**Given exercise**
Copy out the section of the rows that begins with the line containing "grassy field in the photo above." and runs through the last row, both ends included.
▼
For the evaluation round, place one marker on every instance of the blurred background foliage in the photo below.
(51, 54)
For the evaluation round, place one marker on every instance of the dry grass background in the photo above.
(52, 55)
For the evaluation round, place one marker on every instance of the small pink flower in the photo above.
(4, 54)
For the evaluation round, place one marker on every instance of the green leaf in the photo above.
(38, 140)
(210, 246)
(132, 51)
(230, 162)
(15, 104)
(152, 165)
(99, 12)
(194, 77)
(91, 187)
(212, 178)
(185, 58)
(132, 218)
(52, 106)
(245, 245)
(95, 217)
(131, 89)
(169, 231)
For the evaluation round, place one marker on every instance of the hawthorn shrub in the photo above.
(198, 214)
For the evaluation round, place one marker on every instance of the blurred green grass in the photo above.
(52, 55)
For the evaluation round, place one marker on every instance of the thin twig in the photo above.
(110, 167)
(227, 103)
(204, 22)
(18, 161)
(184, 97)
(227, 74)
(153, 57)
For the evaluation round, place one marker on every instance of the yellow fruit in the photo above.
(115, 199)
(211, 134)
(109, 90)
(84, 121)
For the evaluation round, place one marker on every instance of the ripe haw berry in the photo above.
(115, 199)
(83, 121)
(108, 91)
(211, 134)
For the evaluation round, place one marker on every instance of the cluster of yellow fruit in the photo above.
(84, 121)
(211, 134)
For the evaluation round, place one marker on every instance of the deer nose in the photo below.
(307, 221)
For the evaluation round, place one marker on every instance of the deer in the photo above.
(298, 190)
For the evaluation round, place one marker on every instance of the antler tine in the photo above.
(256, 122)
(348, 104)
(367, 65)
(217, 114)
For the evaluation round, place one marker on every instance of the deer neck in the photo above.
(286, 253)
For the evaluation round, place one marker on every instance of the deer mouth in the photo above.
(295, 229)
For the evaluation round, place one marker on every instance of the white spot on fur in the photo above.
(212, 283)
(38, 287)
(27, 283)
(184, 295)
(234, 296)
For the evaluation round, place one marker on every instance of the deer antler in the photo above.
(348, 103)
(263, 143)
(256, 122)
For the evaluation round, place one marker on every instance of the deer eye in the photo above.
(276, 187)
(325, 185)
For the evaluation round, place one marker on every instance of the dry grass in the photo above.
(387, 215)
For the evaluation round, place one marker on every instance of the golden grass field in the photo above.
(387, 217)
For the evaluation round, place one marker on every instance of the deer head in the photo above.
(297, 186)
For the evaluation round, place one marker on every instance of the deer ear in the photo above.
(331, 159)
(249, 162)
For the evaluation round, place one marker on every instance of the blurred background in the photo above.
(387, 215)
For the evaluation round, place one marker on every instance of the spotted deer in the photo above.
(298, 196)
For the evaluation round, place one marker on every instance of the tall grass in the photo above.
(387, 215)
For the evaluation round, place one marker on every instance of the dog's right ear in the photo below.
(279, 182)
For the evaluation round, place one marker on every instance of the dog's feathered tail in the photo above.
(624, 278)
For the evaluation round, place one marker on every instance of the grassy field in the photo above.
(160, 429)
▲
**Task solution**
For the evaluation round, place one marker on every instance of the grassy field in the photo above.
(160, 429)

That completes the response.